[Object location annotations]
····················

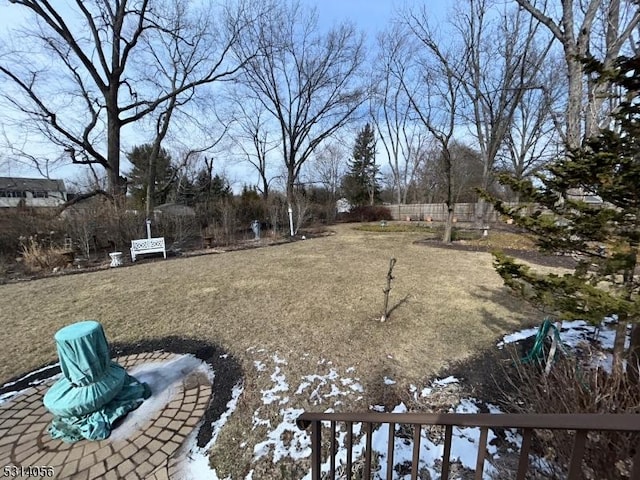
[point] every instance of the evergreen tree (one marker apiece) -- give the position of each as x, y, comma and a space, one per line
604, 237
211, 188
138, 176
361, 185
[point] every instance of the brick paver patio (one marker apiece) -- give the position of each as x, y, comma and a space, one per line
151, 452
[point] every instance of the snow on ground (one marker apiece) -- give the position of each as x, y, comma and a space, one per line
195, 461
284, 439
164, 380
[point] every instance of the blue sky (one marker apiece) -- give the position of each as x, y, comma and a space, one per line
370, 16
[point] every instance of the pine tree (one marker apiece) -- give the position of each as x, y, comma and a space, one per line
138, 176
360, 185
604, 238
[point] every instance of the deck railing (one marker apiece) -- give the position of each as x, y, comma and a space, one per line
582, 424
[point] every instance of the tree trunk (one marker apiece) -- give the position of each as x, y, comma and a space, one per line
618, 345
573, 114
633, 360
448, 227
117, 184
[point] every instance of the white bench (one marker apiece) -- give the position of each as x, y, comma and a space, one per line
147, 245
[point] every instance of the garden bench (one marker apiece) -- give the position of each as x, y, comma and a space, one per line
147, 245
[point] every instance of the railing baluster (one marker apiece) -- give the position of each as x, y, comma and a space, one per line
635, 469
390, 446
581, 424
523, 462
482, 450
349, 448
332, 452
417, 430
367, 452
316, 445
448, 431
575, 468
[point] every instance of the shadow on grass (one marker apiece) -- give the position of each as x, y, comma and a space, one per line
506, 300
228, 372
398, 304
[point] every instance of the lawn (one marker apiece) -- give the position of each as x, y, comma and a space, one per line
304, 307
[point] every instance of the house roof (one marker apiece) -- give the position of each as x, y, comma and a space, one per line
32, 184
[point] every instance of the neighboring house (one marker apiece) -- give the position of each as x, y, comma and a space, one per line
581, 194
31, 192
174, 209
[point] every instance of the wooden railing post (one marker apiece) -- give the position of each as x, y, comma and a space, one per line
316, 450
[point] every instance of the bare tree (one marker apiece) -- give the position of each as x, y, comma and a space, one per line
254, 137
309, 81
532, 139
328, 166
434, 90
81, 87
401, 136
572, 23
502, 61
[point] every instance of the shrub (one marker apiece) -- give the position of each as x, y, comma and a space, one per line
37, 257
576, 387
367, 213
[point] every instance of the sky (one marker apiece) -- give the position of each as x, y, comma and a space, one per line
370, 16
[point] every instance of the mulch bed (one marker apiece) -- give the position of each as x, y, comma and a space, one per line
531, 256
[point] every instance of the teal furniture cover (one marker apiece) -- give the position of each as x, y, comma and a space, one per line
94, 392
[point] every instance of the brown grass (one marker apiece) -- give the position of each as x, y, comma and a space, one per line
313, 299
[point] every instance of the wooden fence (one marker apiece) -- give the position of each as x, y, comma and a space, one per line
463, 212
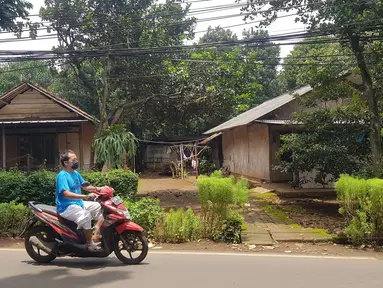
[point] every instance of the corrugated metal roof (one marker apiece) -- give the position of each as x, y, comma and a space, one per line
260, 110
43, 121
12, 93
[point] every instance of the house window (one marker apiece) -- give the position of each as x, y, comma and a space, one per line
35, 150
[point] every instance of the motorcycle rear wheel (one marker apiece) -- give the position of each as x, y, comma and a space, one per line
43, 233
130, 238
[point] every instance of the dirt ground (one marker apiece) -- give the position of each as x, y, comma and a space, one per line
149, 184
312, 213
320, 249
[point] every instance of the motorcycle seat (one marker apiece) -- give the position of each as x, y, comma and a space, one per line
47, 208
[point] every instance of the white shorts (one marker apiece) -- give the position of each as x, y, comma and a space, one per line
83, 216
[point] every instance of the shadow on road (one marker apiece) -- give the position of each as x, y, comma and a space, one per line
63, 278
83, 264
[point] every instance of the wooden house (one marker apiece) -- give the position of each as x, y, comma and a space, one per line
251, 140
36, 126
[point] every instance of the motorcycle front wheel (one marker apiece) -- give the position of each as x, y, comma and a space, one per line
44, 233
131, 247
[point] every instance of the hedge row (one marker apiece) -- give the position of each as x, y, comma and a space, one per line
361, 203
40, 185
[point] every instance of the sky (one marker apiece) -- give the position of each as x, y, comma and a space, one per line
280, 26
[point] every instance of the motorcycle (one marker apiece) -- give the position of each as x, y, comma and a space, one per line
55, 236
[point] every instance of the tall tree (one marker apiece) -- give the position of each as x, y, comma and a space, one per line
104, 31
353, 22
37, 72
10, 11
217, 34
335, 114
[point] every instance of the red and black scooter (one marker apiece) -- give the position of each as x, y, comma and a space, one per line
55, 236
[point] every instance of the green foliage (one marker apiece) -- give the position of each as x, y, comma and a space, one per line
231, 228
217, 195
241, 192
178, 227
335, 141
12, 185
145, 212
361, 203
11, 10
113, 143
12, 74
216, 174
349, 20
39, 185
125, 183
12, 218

····················

● What the task requires: Print word for word every line from the one containing "[point] every instance of the red" through the final line above, including both.

● Exercise output:
[point] every instance of the red and black scooter (one marker apiece) -- give the position of each as x, y, comma and a space, one per line
55, 236
[point] every instance of the green foliage (one marker apiece) -- give the position of each as x, y, comma and a space, one per line
231, 228
217, 195
241, 192
178, 227
335, 141
12, 185
145, 212
361, 203
11, 10
113, 143
12, 74
216, 174
349, 20
39, 185
125, 183
12, 218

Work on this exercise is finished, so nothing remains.